→ Passage for review
________________

For some reason, I only ever seem to watch the World Cup every eight years. I doubt I could have told you before this year's started who had won in 2006 (Italy), while I watched almost all of the 2002 tournament. Of course, that year I was pretty much a captive audience, as I was in a hospital bed for the majority of the tournament. Initially, I was hospitalized for surgery during the Stanley Cup playoffs, but ended up staying there through all but the final World Cup game. Four to five weeks of being in a hospital bed has you searching pretty desperately for distraction, and so that year the World Cup was a welcome diversion.
The years when I lived in Toronto, Ontario, up until 1990, you couldn't help noticing when the World Cup was being played. As one of the most ethnically diverse cities in the world, there's a fair chance that every country participating in the tournament will be represented by a segment of its population. It was especially difficult to ignore when Italy, Portugal, Brazil or Greece were involved, as they each have both large communities and specific neighbourhoods where their populations are concentrated most heavily. In years when Portugal got eliminated, the locals naturally switched to supporting Portuguese speaking Brazil. The chance of a Portugal-Brazil final this year will make for some interesting times down in "Little Portugal" if it becomes a reality.
This year, I have a feeling that World Cup fever in Toronto has been somewhat restrained up to now, with the downtown core being turned into a police state for the G20/G8 get-together. There's something about running battles between protesters and police, burning cars, barricades, and the constant din of helicopters patrolling the skies that tends to cut down on the festive mood.

________________

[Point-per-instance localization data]
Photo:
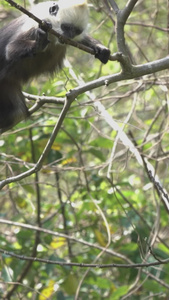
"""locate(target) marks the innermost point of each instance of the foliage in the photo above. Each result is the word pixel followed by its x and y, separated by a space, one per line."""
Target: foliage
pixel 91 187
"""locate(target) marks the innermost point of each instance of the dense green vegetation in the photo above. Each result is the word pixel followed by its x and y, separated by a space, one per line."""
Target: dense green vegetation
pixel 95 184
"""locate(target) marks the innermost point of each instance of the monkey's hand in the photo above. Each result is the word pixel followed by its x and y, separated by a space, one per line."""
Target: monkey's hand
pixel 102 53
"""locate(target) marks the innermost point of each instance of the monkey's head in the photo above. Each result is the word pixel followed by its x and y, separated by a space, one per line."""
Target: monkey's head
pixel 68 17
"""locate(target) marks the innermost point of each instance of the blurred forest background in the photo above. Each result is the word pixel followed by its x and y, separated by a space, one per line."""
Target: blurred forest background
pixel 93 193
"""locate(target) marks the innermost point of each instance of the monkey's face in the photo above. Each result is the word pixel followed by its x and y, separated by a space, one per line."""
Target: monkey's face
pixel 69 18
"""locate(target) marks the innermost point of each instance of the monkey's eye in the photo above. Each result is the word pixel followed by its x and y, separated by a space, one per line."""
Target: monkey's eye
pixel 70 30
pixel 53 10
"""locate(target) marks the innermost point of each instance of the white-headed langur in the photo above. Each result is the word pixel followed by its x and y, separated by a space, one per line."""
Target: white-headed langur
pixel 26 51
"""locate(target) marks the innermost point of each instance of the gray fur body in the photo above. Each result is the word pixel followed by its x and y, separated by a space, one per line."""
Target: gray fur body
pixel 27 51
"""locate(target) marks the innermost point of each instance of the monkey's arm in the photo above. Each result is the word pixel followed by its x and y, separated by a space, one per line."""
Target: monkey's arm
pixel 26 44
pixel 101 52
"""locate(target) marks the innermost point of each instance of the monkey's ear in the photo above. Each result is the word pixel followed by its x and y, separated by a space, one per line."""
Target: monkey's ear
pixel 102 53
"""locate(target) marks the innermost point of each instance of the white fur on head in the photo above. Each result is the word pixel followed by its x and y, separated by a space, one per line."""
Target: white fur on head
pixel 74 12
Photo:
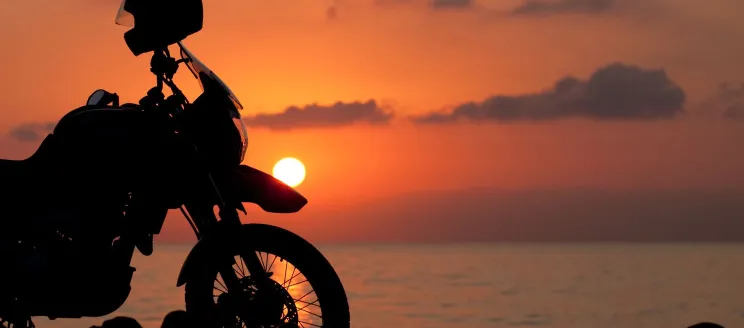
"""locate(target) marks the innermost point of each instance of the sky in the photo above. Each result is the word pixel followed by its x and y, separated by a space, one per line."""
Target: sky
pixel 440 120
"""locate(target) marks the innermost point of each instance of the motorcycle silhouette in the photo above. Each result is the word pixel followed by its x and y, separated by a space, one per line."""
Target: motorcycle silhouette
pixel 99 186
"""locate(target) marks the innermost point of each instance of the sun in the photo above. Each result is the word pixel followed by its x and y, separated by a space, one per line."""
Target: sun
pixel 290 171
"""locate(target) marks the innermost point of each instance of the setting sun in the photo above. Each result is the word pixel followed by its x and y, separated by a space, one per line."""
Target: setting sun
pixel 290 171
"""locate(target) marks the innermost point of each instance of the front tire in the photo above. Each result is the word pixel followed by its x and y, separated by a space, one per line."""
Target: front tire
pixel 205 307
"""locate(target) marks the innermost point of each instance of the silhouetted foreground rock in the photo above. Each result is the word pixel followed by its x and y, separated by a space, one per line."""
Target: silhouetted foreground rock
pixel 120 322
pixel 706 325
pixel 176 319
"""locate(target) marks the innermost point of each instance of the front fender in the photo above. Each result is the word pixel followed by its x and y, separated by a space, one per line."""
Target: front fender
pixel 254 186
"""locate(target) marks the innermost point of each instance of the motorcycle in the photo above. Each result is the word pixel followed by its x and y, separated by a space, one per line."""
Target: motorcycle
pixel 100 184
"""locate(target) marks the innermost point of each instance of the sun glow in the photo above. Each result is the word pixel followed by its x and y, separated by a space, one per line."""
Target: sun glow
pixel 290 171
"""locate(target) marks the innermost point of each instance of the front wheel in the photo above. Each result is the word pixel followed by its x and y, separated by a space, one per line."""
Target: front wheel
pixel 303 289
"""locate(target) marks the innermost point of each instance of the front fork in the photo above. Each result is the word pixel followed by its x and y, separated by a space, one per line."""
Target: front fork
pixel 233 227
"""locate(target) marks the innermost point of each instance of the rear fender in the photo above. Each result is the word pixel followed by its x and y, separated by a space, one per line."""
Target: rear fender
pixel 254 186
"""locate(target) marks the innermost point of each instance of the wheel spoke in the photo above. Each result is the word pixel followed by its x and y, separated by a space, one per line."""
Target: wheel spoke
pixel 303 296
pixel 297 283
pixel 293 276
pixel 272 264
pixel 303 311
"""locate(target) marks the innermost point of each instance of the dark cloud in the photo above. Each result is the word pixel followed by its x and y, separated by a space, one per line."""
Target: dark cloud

________________

→ What this exercise asks
a - Answer these questions from the essay on watching the World Cup:
(i) Which country won the World Cup in 2006?
(ii) Up until what year did the writer live in Toronto?
(iii) What event turned downtown Toronto into a police state this year?
b - In the World Cup essay, which countries are named as having both large communities and specific neighbourhoods in Toronto?
c - Please resume the essay on watching the World Cup, picking up after its final sentence.
None of the records is needed for this work.

→ Written responses
a -
(i) Italy
(ii) 1990
(iii) The G20/G8 get-together

b - Italy, Portugal, Brazil, Greece

c -
The attraction for me this year has been the locale; for the first time ever the tournament is being held in Africa - specifically South Africa. That was enough to have me start tuning in for the group stages, via the live stream offered by the Canadian Broadcast Corporation (CBC). Usually these early rounds are fairly boring as the teams are all trying to find their feet so to speak, and while there have been some startling results in opening games in the past, by the time the group stage ends, the old order usually reasserts itself with the same old names leading the way into the round of sixteen. While there was still some truly remarkably boring football played, - the BBC commentators the CBC uses were constantly bemoaning a lack of goals in the early games - by the time the dust had settled, while some familiar names remained, it was obvious the old order was changing.